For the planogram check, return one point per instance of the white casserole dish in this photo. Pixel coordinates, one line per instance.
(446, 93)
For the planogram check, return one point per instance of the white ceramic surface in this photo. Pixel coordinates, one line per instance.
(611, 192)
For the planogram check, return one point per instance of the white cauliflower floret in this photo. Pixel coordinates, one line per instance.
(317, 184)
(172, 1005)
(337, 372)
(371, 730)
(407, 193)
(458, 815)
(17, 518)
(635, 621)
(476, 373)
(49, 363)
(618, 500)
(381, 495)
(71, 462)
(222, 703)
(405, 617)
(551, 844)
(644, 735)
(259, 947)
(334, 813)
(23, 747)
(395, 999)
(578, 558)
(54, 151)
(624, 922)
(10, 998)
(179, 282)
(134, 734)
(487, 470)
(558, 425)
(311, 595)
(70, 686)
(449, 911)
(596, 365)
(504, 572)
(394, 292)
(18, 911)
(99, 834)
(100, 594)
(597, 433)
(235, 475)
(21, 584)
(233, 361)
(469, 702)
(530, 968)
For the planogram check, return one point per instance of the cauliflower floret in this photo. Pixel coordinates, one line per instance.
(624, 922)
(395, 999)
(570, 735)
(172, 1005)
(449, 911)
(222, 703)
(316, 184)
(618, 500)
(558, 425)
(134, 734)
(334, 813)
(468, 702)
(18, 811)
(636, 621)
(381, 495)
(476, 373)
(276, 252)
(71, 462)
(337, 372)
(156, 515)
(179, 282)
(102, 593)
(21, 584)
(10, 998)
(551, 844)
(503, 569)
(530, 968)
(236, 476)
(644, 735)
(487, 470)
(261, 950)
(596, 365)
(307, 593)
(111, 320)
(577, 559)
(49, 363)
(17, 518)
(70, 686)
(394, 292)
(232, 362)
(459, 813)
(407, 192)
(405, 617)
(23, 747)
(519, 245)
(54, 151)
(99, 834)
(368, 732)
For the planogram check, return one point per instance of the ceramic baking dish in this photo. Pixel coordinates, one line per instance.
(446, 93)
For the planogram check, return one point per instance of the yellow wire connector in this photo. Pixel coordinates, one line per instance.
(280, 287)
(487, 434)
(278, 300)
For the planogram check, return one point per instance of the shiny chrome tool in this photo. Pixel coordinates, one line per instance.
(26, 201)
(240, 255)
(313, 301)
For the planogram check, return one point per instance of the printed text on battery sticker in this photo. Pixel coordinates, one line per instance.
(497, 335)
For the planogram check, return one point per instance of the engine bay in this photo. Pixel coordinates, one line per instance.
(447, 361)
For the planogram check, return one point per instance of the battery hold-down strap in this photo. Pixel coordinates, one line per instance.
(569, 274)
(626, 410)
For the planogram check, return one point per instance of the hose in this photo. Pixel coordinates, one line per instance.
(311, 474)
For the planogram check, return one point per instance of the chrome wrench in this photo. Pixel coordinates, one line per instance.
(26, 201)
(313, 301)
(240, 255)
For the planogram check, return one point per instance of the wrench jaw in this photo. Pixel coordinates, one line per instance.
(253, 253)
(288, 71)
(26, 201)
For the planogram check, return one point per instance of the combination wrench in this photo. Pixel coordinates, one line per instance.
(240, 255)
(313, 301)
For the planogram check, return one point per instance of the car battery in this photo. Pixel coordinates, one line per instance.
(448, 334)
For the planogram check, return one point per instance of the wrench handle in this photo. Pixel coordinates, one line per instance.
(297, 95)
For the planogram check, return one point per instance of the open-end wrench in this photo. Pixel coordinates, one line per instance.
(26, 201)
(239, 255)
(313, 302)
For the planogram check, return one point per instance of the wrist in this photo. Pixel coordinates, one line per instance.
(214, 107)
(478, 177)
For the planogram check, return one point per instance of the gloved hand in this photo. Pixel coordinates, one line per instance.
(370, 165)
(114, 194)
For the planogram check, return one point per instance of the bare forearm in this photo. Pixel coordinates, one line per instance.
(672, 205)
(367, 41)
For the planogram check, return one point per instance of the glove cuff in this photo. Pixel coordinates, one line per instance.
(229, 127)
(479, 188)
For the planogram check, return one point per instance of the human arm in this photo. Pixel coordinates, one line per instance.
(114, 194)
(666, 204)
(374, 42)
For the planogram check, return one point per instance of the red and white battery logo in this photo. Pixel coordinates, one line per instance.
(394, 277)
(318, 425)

* * * * * * *

YOUR OBJECTIVE> Can you rewrite all of the records above, replacing "planogram check" with "shelf audit" and leaving everything else unchanged?

RESPONSE BELOW>
For the shelf audit, return one point per instance of the white casserole dish in this photo. Pixel coordinates, one line per instance.
(446, 93)
For the shelf audit, return one point per instance of the white ceramic surface in this photo. Pixel coordinates, one line per instance.
(611, 192)
For the shelf audit, return one point per instance of the white cauliflower floret in this photo. Pixel coordinates, one line per instance.
(317, 184)
(172, 1005)
(337, 372)
(371, 730)
(407, 193)
(458, 815)
(17, 518)
(635, 621)
(476, 373)
(49, 363)
(618, 500)
(381, 495)
(71, 462)
(222, 703)
(405, 617)
(551, 844)
(644, 735)
(259, 947)
(334, 813)
(23, 747)
(395, 999)
(578, 558)
(54, 151)
(624, 922)
(10, 998)
(179, 282)
(134, 734)
(487, 470)
(558, 425)
(311, 595)
(70, 686)
(449, 911)
(596, 365)
(504, 572)
(394, 292)
(18, 911)
(99, 834)
(100, 594)
(597, 433)
(235, 475)
(21, 584)
(233, 361)
(469, 702)
(530, 968)
For the shelf audit, return one point per instance of the cauliflower floret in this photo. Pixel coordinates, one line per instance.
(624, 922)
(395, 999)
(570, 735)
(172, 1005)
(449, 911)
(222, 703)
(316, 184)
(618, 500)
(558, 425)
(134, 734)
(334, 813)
(468, 702)
(18, 811)
(636, 621)
(381, 495)
(476, 373)
(276, 252)
(71, 462)
(337, 372)
(156, 515)
(179, 282)
(102, 593)
(21, 584)
(10, 998)
(551, 844)
(503, 569)
(530, 968)
(236, 476)
(644, 735)
(487, 470)
(261, 950)
(596, 365)
(307, 593)
(111, 320)
(577, 559)
(49, 363)
(17, 518)
(70, 686)
(394, 292)
(232, 362)
(459, 813)
(407, 192)
(405, 617)
(23, 747)
(519, 245)
(54, 151)
(99, 834)
(368, 732)
For the shelf audit, return one point per instance of the ceramic baking dish in this photo. Pixel coordinates, one line per instance.
(446, 93)
For the shelf audit, return one point per instance of the yellow wire connector in this photo. Pixel coordinates, one line per instance.
(280, 287)
(487, 434)
(278, 300)
For the shelf audit, return one point per instance of the shiny chrome tool in this photo. Pixel coordinates, one line per instance.
(26, 201)
(240, 255)
(313, 301)
For the shelf audit, return one point per instance of the printed text on battery sticker in this photo. Pixel coordinates, one line per instance.
(497, 335)
For the shelf audit, return one point per instance of the engine bay in this photo. Pixel coordinates, one line per instance.
(447, 361)
For the shelf audit, return one point per instance of the battery hold-down strap in this photo. Pixel coordinates, one line per instance.
(569, 274)
(626, 410)
For the shelf audit, return one point per instance of the hose in this photo. Pixel coordinates, one line per instance.
(311, 474)
For the shelf audit, return one point per instance of the chrome wrench in this photo. Pixel coordinates, one line per instance.
(26, 201)
(313, 301)
(240, 255)
For the shelf audit, return one point per instance of the wrench jaw in this photo. Pixel coordinates, one line per instance.
(253, 253)
(288, 71)
(26, 201)
For the shelf audit, return one point per instance of the combination wrench in this photo. Pixel coordinates, one line per instance.
(240, 255)
(313, 301)
For the shelf audit, return one point per instance of the car battery in this photo. Pixel coordinates, one line per instance.
(448, 334)
For the shelf audit, return one point per instance of the wrench handle in this photo. Pixel coordinates, one line per instance.
(297, 95)
For the shelf audit, return one point per instance of the open-end wrench in this photo. Pixel coordinates, one line per instance.
(26, 201)
(239, 255)
(313, 302)
For the shelf audit, return one point per instance of the wrist in this photo. Pixel coordinates, one line per instance.
(214, 107)
(478, 177)
For the shelf audit, return one point per instance of the gloved hand in this photo. Pixel coordinates, one line per instance.
(370, 165)
(114, 194)
For the shelf audit, return one point per instance of the bare forearm in this photo. Pixel coordinates, one line per instance.
(672, 205)
(367, 41)
For the shelf audit, return one point per instance of the glove cuff in this photo. Pixel coordinates, one line per instance.
(229, 127)
(479, 188)
For the shelf audit, return one point per instance of the human arm in this photo. Pixel coordinates, one line per instance.
(114, 194)
(666, 204)
(374, 42)
For the shelf audit, return one point per instance of the red and white battery logo in this photo. Pixel coordinates, one line per instance.
(394, 277)
(318, 425)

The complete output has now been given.